OBJECTIVE | Lay out the material below as a JSON list of strings with one string per line, leaving out blank lines. Cover only the lines from the start of the material through the line containing "top-left (69, 180), bottom-right (147, 227)", including that line.

Records from a data source:
───

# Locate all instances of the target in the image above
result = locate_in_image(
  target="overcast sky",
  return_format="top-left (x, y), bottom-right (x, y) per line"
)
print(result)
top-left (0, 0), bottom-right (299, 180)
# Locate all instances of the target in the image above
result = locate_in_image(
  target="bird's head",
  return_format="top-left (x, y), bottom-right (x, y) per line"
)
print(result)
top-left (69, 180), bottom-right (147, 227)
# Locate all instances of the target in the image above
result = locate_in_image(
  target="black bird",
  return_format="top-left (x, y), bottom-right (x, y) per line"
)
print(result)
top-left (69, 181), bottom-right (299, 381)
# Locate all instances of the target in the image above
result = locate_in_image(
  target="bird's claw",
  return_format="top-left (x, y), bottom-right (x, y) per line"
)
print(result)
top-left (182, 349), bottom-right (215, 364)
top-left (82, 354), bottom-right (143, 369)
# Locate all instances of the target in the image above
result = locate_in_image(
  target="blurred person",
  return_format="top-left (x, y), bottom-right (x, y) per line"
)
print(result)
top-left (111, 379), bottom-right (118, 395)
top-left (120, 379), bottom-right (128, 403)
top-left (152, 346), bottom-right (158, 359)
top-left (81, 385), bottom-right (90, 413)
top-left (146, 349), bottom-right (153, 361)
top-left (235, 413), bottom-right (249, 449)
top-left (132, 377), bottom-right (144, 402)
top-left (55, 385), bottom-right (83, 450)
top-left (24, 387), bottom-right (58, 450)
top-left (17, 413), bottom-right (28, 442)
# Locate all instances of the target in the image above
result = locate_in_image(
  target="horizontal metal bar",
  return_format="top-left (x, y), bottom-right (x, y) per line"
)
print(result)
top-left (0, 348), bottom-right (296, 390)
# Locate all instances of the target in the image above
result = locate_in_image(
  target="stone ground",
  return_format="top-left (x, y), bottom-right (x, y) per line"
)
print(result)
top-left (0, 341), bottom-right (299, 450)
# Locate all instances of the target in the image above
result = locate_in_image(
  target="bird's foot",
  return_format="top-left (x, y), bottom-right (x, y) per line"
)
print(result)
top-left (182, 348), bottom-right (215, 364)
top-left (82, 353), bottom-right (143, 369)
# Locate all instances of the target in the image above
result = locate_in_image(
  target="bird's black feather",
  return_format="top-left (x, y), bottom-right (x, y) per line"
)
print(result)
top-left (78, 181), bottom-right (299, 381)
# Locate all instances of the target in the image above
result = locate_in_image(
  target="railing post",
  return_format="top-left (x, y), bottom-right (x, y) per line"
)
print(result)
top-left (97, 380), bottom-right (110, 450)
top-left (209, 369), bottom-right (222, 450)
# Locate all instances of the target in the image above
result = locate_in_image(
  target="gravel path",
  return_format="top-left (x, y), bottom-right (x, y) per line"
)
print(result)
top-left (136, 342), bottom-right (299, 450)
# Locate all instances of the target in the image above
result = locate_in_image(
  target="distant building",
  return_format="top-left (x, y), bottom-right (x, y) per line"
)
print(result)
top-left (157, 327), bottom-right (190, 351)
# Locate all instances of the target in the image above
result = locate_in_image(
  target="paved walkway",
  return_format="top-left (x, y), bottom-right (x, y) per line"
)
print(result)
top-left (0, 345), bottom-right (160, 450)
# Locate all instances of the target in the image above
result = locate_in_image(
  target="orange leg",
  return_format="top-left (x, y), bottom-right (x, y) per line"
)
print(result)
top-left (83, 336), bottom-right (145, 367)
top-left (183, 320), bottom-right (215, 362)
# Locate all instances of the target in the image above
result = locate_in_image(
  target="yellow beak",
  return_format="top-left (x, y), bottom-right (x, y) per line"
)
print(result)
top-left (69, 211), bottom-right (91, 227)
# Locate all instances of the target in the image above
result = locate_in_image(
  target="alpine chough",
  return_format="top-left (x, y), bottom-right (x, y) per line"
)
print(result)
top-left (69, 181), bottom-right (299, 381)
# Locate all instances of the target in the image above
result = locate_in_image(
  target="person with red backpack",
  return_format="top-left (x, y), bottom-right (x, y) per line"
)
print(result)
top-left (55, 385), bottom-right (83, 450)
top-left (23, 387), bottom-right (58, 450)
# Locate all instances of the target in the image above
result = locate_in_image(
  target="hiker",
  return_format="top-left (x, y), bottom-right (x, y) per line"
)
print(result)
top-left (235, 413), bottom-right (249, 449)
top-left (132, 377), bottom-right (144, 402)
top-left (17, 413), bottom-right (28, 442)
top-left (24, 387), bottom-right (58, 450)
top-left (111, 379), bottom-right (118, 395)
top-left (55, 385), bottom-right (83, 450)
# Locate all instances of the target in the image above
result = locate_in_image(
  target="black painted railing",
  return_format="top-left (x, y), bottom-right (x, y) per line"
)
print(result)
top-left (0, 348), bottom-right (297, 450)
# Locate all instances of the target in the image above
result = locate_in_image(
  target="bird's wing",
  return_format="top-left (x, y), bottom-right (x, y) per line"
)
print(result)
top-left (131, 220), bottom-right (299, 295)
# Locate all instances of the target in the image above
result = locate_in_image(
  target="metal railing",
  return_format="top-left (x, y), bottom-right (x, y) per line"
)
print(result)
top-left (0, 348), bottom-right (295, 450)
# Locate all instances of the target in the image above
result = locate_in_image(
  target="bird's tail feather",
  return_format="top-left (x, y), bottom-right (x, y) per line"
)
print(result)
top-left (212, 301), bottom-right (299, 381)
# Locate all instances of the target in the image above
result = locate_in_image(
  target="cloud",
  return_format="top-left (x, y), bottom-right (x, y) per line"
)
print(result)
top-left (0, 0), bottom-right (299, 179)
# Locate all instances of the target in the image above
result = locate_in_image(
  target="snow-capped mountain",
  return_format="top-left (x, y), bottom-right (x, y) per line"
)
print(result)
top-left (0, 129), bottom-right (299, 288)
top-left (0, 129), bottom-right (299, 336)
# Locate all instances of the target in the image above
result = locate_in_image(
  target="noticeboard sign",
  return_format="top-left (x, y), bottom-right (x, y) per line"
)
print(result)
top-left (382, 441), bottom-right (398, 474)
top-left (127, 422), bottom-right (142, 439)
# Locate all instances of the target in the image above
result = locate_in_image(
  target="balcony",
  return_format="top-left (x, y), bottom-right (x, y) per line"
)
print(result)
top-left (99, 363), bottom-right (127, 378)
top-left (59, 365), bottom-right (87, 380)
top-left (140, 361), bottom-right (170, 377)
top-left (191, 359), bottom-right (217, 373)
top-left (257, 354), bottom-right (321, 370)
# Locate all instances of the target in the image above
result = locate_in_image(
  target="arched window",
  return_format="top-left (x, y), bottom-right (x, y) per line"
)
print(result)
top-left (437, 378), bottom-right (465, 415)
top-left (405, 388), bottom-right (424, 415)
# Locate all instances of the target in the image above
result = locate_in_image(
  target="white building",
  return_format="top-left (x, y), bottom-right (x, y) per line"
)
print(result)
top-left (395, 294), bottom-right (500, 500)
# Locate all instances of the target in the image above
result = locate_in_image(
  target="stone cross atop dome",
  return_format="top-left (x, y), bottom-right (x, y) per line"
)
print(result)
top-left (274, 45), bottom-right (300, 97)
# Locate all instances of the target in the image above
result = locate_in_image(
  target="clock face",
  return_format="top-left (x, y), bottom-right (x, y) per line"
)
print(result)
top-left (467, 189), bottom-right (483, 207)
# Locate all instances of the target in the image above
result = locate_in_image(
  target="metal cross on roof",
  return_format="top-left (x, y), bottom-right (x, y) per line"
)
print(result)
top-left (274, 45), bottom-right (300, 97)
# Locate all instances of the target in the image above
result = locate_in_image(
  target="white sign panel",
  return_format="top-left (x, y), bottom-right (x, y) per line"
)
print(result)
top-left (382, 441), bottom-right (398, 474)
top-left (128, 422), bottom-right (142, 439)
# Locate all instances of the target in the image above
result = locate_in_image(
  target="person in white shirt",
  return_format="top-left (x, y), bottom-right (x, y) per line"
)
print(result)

───

CORRECT OUTPUT |
[
  "# Locate all instances of the target in the image above",
  "result = locate_in_image(",
  "  target=\"overcast sky\",",
  "  return_format=\"top-left (x, y), bottom-right (x, y) per line\"",
  ")",
  "print(result)",
  "top-left (0, 0), bottom-right (299, 180)",
  "# Locate all instances of the target in the image above",
  "result = locate_in_image(",
  "  target=\"bird's head\",",
  "  return_format=\"top-left (x, y), bottom-right (x, y) per line\"",
  ")",
  "print(result)",
  "top-left (69, 180), bottom-right (147, 227)"
]